**Task instructions:** Rewrite the entries from the very first one through the line containing "left=245, top=11, right=295, bottom=25", swapping "Capability" for "Function" and leaving everything else unchanged. Omit the pictures from your answer.

>> start

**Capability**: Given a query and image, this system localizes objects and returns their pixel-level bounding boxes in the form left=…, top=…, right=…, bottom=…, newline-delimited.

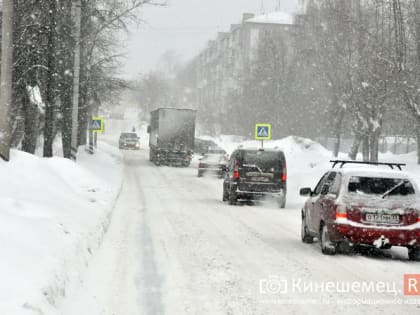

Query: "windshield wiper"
left=381, top=180, right=408, bottom=199
left=243, top=164, right=263, bottom=174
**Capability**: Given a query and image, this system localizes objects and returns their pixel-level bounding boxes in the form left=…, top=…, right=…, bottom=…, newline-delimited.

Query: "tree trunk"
left=0, top=0, right=14, bottom=161
left=370, top=132, right=379, bottom=162
left=362, top=135, right=370, bottom=161
left=61, top=89, right=73, bottom=159
left=333, top=108, right=345, bottom=157
left=22, top=87, right=39, bottom=154
left=44, top=0, right=57, bottom=157
left=416, top=121, right=420, bottom=164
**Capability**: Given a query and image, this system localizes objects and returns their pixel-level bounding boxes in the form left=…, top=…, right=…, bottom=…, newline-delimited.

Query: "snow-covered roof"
left=245, top=11, right=295, bottom=25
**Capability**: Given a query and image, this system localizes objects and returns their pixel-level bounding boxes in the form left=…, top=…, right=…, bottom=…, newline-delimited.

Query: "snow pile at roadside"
left=0, top=144, right=122, bottom=315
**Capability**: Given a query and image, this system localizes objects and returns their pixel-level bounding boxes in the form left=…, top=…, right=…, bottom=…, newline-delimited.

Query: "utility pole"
left=0, top=0, right=13, bottom=161
left=71, top=0, right=82, bottom=161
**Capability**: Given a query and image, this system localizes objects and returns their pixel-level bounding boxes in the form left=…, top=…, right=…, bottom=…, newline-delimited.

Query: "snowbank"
left=0, top=143, right=122, bottom=315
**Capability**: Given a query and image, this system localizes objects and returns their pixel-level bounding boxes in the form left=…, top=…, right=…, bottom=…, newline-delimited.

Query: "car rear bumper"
left=120, top=143, right=140, bottom=149
left=198, top=166, right=223, bottom=174
left=331, top=221, right=420, bottom=246
left=236, top=188, right=286, bottom=199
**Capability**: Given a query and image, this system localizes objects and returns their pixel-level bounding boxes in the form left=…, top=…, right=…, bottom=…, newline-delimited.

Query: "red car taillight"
left=334, top=205, right=347, bottom=220
left=233, top=160, right=239, bottom=179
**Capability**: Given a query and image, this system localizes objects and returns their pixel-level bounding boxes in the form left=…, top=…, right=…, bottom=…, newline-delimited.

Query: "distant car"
left=300, top=161, right=420, bottom=261
left=118, top=132, right=140, bottom=150
left=223, top=148, right=287, bottom=208
left=197, top=149, right=227, bottom=178
left=194, top=138, right=219, bottom=154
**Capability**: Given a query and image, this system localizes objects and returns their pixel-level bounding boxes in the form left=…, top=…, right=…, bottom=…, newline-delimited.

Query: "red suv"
left=300, top=161, right=420, bottom=261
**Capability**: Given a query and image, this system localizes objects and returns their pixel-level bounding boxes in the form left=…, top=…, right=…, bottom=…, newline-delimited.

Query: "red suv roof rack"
left=330, top=160, right=406, bottom=171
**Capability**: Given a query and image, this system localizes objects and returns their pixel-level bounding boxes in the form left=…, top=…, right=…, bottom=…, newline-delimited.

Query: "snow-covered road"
left=60, top=150, right=420, bottom=315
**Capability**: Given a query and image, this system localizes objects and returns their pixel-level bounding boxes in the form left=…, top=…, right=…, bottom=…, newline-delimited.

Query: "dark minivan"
left=223, top=148, right=287, bottom=208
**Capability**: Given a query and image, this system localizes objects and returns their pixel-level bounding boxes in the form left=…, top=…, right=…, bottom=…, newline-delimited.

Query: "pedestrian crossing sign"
left=255, top=124, right=271, bottom=140
left=89, top=117, right=105, bottom=133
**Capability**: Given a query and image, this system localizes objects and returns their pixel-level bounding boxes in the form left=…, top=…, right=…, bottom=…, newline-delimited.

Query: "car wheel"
left=301, top=212, right=314, bottom=244
left=229, top=189, right=238, bottom=206
left=320, top=224, right=337, bottom=255
left=408, top=247, right=420, bottom=261
left=222, top=188, right=229, bottom=201
left=277, top=196, right=286, bottom=209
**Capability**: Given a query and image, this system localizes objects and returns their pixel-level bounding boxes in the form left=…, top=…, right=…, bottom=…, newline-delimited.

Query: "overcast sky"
left=122, top=0, right=298, bottom=78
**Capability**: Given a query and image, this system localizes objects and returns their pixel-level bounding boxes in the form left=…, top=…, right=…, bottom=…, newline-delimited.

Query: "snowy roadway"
left=59, top=150, right=420, bottom=315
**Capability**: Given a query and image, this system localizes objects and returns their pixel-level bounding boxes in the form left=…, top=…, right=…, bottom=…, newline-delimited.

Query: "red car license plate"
left=365, top=213, right=400, bottom=224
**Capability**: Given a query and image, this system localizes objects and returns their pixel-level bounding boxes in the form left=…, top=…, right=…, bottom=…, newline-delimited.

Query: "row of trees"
left=296, top=0, right=420, bottom=162
left=0, top=0, right=163, bottom=158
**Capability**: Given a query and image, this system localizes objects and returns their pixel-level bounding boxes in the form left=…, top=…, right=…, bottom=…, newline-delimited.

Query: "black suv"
left=223, top=148, right=287, bottom=208
left=118, top=132, right=140, bottom=150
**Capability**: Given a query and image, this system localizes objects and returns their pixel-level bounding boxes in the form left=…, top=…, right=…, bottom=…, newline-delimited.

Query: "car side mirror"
left=299, top=187, right=312, bottom=197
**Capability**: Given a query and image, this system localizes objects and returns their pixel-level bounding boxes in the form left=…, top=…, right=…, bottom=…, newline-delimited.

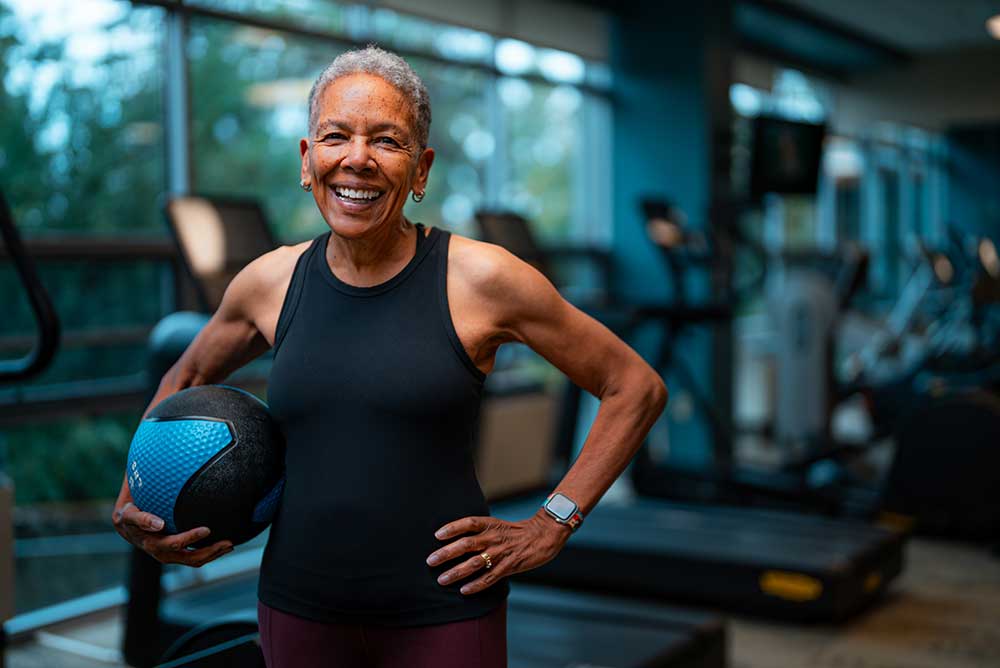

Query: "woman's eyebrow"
left=316, top=119, right=351, bottom=134
left=371, top=121, right=409, bottom=137
left=316, top=119, right=410, bottom=138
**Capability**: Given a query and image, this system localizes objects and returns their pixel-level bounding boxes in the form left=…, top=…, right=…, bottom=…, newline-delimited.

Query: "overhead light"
left=986, top=14, right=1000, bottom=39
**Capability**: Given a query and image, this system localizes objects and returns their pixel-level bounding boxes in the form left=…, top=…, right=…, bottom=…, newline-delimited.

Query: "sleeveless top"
left=258, top=225, right=508, bottom=626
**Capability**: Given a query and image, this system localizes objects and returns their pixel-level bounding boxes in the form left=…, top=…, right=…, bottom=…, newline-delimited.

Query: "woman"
left=114, top=47, right=666, bottom=668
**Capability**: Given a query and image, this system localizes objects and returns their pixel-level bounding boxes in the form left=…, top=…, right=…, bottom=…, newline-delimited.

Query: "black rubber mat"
left=492, top=497, right=905, bottom=621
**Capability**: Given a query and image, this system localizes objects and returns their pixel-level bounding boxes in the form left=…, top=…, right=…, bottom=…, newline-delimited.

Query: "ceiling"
left=780, top=0, right=1000, bottom=55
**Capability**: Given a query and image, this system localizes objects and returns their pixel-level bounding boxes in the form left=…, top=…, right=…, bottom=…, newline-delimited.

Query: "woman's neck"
left=326, top=219, right=417, bottom=287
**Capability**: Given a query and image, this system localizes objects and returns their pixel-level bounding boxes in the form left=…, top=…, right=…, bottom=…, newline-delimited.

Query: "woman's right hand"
left=111, top=479, right=233, bottom=568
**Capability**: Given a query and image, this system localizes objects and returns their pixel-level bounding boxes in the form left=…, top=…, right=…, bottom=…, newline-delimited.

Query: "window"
left=187, top=17, right=347, bottom=243
left=0, top=0, right=164, bottom=236
left=0, top=0, right=173, bottom=613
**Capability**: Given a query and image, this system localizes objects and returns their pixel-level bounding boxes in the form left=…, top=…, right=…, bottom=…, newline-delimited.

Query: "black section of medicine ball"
left=154, top=385, right=285, bottom=547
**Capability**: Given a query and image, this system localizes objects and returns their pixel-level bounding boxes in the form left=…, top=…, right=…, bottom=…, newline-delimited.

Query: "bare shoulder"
left=448, top=235, right=563, bottom=330
left=448, top=234, right=548, bottom=293
left=220, top=241, right=311, bottom=320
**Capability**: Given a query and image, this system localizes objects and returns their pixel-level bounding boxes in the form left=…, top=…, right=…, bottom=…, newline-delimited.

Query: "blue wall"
left=947, top=125, right=1000, bottom=239
left=611, top=2, right=709, bottom=301
left=591, top=2, right=729, bottom=469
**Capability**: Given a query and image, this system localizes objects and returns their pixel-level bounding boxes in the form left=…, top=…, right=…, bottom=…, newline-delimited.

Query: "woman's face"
left=299, top=74, right=434, bottom=238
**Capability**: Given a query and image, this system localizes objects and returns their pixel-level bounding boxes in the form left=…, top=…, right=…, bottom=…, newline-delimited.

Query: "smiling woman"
left=114, top=41, right=666, bottom=668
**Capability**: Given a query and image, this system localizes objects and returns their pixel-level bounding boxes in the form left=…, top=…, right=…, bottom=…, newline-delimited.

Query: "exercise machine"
left=478, top=383, right=906, bottom=622
left=0, top=192, right=60, bottom=668
left=123, top=198, right=726, bottom=668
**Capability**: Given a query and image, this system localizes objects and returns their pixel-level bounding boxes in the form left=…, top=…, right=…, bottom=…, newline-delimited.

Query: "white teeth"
left=334, top=187, right=382, bottom=199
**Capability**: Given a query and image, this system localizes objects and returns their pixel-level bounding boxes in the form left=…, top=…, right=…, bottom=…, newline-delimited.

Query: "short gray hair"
left=309, top=44, right=431, bottom=149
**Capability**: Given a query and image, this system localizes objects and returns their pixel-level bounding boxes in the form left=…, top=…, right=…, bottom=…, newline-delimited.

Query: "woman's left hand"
left=427, top=510, right=572, bottom=594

>> end

**Answer to this exercise:**
**Function**: Given a query and image, this system localizes objects and returns their pixel-level bounding boxes in the form left=…, top=…, right=…, bottom=…, newline-delimited.


Query: "windshield wiper"
left=381, top=180, right=408, bottom=199
left=243, top=164, right=263, bottom=174
**Function**: Given a query and image, this system localizes objects and returns their pixel-level bounding boxes in the form left=…, top=…, right=…, bottom=…, newline-delimited.

Query: "tree trunk"
left=0, top=0, right=14, bottom=161
left=370, top=132, right=379, bottom=162
left=362, top=135, right=370, bottom=161
left=61, top=89, right=73, bottom=159
left=333, top=108, right=345, bottom=157
left=22, top=87, right=39, bottom=154
left=44, top=0, right=57, bottom=157
left=416, top=121, right=420, bottom=164
**Function**: Given a query and image, this system localizes objects and returns their pixel-level bounding boxes in the form left=…, top=…, right=…, bottom=…, newline-delimited.

Query: "snow-covered roof"
left=245, top=11, right=295, bottom=25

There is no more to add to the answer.